» **Material for this exercise**:
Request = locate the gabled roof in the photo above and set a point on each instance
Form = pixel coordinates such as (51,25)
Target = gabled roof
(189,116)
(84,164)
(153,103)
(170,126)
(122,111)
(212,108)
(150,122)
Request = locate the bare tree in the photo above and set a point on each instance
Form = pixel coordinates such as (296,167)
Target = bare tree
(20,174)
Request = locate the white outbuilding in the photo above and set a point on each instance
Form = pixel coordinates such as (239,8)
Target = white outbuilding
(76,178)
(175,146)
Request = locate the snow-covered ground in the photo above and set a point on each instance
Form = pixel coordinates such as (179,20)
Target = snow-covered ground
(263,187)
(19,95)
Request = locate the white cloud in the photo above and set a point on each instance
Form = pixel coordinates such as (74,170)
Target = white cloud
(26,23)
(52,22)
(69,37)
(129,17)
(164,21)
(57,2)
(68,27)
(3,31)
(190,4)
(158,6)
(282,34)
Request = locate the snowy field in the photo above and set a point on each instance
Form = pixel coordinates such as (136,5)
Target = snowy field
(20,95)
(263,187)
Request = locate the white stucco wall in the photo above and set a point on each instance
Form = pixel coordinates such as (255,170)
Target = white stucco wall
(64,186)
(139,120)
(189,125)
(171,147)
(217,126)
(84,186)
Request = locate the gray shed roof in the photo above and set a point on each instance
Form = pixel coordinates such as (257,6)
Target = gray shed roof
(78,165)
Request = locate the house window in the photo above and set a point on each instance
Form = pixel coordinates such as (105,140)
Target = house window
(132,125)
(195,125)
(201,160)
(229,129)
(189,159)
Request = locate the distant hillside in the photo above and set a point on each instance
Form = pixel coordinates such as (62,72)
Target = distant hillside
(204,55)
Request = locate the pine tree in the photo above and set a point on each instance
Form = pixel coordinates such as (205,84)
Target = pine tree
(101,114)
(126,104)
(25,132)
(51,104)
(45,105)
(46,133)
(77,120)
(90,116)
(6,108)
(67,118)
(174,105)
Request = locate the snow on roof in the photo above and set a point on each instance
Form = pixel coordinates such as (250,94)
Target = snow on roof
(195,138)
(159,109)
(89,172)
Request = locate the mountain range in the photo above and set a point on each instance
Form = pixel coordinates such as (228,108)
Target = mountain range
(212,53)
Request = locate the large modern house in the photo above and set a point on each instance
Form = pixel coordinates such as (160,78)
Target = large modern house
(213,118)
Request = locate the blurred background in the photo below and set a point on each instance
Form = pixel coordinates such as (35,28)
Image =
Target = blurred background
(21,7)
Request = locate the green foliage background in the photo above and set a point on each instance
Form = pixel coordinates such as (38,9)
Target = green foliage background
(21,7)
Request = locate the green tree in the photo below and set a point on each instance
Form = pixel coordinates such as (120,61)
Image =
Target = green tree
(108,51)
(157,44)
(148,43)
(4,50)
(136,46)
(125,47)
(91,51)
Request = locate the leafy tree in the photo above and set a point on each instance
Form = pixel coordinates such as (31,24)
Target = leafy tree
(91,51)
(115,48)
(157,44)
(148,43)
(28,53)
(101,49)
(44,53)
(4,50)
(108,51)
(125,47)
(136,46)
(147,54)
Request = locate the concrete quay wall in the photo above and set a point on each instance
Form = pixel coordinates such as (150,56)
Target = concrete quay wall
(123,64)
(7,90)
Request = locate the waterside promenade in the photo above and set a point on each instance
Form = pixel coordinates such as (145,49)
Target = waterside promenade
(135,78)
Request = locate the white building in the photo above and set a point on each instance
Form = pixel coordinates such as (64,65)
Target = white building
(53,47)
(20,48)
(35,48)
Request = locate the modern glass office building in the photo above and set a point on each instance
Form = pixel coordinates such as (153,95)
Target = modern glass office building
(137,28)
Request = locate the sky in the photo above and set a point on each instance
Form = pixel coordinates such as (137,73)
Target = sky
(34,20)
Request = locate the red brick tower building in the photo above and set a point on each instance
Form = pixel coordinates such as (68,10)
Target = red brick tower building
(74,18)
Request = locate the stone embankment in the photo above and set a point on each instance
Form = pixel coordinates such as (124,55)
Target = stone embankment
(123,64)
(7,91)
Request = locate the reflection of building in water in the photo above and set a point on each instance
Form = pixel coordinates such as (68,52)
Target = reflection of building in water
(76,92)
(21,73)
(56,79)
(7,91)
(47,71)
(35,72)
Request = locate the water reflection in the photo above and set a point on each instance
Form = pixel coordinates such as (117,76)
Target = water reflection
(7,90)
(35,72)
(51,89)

» **Work to be completed**: Please output the entire listing exactly as it stands.

» **Problem solution**:
Request = locate the gabled roof in the photo above and set a point on each instance
Form = pixel coordinates such as (51,25)
Target = gabled roof
(189,116)
(84,164)
(153,103)
(170,126)
(122,111)
(212,108)
(150,122)
Request = locate the bare tree in the photo above and set a point on each instance
Form = pixel coordinates such as (296,167)
Target = bare tree
(20,174)
Request = locate the white outbuilding in the photo above and set a point on each instance
Form = pixel coordinates such as (239,8)
Target = white outbuilding
(76,178)
(175,146)
Request = locate the snow-covered ground in the photo above and set a point on each instance
Form = pixel coordinates such as (179,20)
Target = snow-covered ground
(263,187)
(19,95)
Request = locate the white cloud in the photo above and set a point on each instance
Form = pixel coordinates such as (74,170)
Target = white cloud
(26,23)
(52,22)
(69,37)
(129,17)
(164,21)
(57,2)
(68,27)
(3,31)
(190,4)
(158,6)
(282,34)
Request = locate the snowy field in the photo above and set a point on each instance
Form = pixel coordinates such as (136,5)
Target = snowy field
(20,95)
(263,187)
Request = locate the white stucco wall in the photo above and set a point on each instance
Form = pixel coordinates such as (255,170)
Target = white stucco wall
(64,186)
(139,120)
(189,125)
(171,147)
(217,126)
(84,186)
Request = locate the gray shed roof in the photo above and set a point on each instance
Form = pixel coordinates such as (257,6)
Target = gray shed roof
(78,165)
Request = locate the house window in the photo above and set a point on each instance
Form = pixel coordinates such as (105,140)
Target = house window
(132,125)
(195,125)
(201,160)
(229,129)
(189,159)
Request = locate the distant hillside in the photo above and set a point on each instance
Form = pixel coordinates such as (62,72)
Target = distant hillside
(204,55)
Request = locate the pine tree in the photo above and set a point on each instance
Form = pixel coordinates such as (205,84)
Target = pine tree
(101,114)
(126,104)
(25,132)
(51,104)
(45,105)
(46,133)
(77,120)
(90,116)
(6,108)
(67,118)
(174,105)
Request = locate the snow on roof in the photo above and set a point on each instance
Form = pixel coordinates such as (250,94)
Target = snow on roof
(195,138)
(159,109)
(89,172)
Request = locate the mountain range in the photo above and set a point on each instance
Form = pixel coordinates such as (228,108)
Target = mountain range
(212,53)
Request = locate the large modern house in the photo above and set a point on each instance
Form = pixel coordinates such as (160,78)
Target = large modern house
(213,118)
Request = locate the blurred background in the photo below and set a point on each instance
Form = pixel coordinates such as (35,28)
Image =
Target = blurred background
(21,7)
Request = locate the green foliage background in the photo above and set a point on each instance
Form = pixel coordinates such as (38,9)
Target = green foliage background
(21,7)
Request = locate the green tree in the photo below and set a point on each instance
Form = pixel coordinates such as (120,61)
Image =
Target = green tree
(108,51)
(157,44)
(148,43)
(4,50)
(136,46)
(125,47)
(91,51)
Request = locate the leafy tree in the photo above and set a point on each instance
Form = pixel coordinates such as (31,24)
Target = leafy tree
(91,51)
(115,48)
(157,44)
(148,43)
(28,53)
(101,49)
(44,53)
(4,50)
(108,51)
(125,47)
(136,46)
(147,54)
Request = locate the concrete quay wall in the photo above and set a point on each instance
Form = pixel coordinates such as (150,56)
Target = concrete quay wall
(123,64)
(7,90)
Request = locate the waterside promenade in the photo above and set a point on each instance
Form = pixel coordinates such as (145,49)
Target = waterside promenade
(135,78)
Request = locate the white building in the photo above and set a point on each instance
Form = pixel coordinates such as (64,65)
Target = white building
(53,47)
(20,48)
(35,48)
Request = locate the modern glass office building in the photo above and set a point on each instance
Form = pixel coordinates such as (153,95)
Target = modern glass office building
(137,28)
Request = locate the sky in the photo above and set a point on each instance
Form = pixel coordinates such as (137,73)
Target = sky
(34,20)
Request = locate the red brick tower building in the photo above and set a point on each instance
Form = pixel coordinates such as (68,10)
Target = red brick tower building
(74,18)
Request = locate the stone embankment in the photo above and set a point on each instance
Form = pixel coordinates such as (124,55)
Target = stone embankment
(123,64)
(7,91)
Request = locate the reflection of building in water in the photo above and set a point on each instance
Form = pixel coordinates such as (68,52)
Target = reflection of building in water
(76,92)
(21,73)
(56,79)
(7,91)
(47,71)
(35,72)
Request = locate the water reflection in the photo above and set a point on each instance
Form = pixel coordinates such as (117,76)
Target = water reflection
(7,90)
(35,72)
(51,89)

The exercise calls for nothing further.